Source records:
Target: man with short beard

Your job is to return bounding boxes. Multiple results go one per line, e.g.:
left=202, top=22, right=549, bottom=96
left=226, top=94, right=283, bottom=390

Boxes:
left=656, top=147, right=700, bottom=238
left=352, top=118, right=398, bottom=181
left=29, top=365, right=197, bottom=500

Job:
Retype every line of the items above verbatim, without changing anything.

Exercise solution:
Target: man with short beard

Your job is to return bounding boxes. Multiple results go one per line, e.g.:
left=202, top=22, right=549, bottom=96
left=226, top=94, right=283, bottom=390

Boxes:
left=656, top=147, right=700, bottom=238
left=352, top=118, right=398, bottom=181
left=29, top=365, right=197, bottom=500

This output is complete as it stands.